## SELECTED EXTRACT

·····

In addition to this special district, the new rezoning restricts development on the side streets to roughly four stories, while on the avenues it rises between eight and 12 stories, where an exclusionary housing bonus can allow developers to add additional development in exchange for setting aside 20 percent of their projects as affordable. While local activists liked the rezoning overall, they felt that the upzoning along 145th Street, the area’s major commercial corridor, was too high. Historic preservation is also an issue, bound up in part with the overdevelopment issues.

“The Boys and Girls Club owns P.S. 186, one of the historic schools built by Charles Snider; he built hundreds of them at the turn of the century,” said Catherine Abate, a local resident who has been active in the planning process. “Now, they could well develop it and do a 14-story residential structure, and with all that development, it’s hard to think they wouldn’t. I think the real concern for us [is] there are some important tenements, too, that with those kind of incentives, developers will have no choice but to demolish historic buildings and build bigger.”

Borough President Scott Stringer, who persuaded the Bloomberg administration to undertake the rezoning five years ago and helped plan it through his office in the subsequent period, applauded the commission’s support for the plan. “The plan reflects the input of thousands of stakeholders in West Harlem and is a model for how we can craft a community-based planning process that finds common ground and safeguards a neighborhood,” Mr. Stringer said. “It is a promise kept to the residents of West Harlem—and a proud moment for all who were involved.”

·····

## ENTRIES PROVIDED
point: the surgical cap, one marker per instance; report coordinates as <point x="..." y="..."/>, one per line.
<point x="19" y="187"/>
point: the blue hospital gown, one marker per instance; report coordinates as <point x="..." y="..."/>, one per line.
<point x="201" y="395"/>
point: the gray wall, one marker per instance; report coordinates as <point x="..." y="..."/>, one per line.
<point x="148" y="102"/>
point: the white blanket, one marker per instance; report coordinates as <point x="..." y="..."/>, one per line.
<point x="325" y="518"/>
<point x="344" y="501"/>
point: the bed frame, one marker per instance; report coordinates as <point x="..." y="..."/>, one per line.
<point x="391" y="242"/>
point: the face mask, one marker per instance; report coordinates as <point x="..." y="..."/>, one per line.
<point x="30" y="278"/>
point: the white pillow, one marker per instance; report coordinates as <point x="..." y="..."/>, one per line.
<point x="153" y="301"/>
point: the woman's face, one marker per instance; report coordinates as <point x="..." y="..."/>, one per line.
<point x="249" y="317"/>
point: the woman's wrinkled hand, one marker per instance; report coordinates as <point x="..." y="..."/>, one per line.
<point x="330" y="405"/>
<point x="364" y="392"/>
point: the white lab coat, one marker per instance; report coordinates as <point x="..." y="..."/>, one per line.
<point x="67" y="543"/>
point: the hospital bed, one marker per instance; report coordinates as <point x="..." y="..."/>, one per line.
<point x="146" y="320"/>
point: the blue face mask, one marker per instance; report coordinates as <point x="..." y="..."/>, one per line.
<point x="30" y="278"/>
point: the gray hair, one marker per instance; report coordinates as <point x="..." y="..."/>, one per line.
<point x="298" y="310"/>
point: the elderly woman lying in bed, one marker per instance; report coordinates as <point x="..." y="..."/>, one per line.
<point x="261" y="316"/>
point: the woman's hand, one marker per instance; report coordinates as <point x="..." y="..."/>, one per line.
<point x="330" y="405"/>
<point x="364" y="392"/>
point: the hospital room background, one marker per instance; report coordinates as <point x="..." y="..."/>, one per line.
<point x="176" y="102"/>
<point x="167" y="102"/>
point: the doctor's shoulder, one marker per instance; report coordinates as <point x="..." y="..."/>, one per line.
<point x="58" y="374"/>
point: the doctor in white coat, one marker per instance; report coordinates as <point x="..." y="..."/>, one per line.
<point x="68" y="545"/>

·····

## DIRECTIONS
A. According to the article on the West Harlem rezoning, who owns P.S. 186?
B. Put this sentence from the article on the West Harlem rezoning into Spanish: "Historic preservation is also an issue, bound up in part with the overdevelopment issues."
C. Pick up the article on the West Harlem rezoning after its final sentence and keep writing.
The entries have nothing to do with what is asked here.

## REPLIES
A. The Boys and Girls Club owns P.S. 186.

B. La preservación histórica también es un problema, vinculado en parte con los problemas de sobredesarrollo.

C.
The Bedford-Stuyvesant North rezoning covers 140 blocks across much of the neighborhood from Flushing Avenue (north) to Quincy Avenue (south), Classon and Franklin avenues (west) to Broadway (east). As with West Harlem, contextualism is key, again with downzonings on down-scale streets and offsetting upzonings on the wider north-south corridors, which also provides space for new affordable housing.

“Bedford-Stuyvesant is a vibrant community experiencing new growth and investment,” Ms. Burden said. “This rezoning will ensure that new development complements the neighborhood while preserving the community’s historic brownstones, rowhouses and small apartment buildings. The proposed rezoning would protect neighborhood character, create new opportunities for permanently affordable housing and strengthen established commercial corridors, such as Broadway, Bedford and Myrtle Avenues.”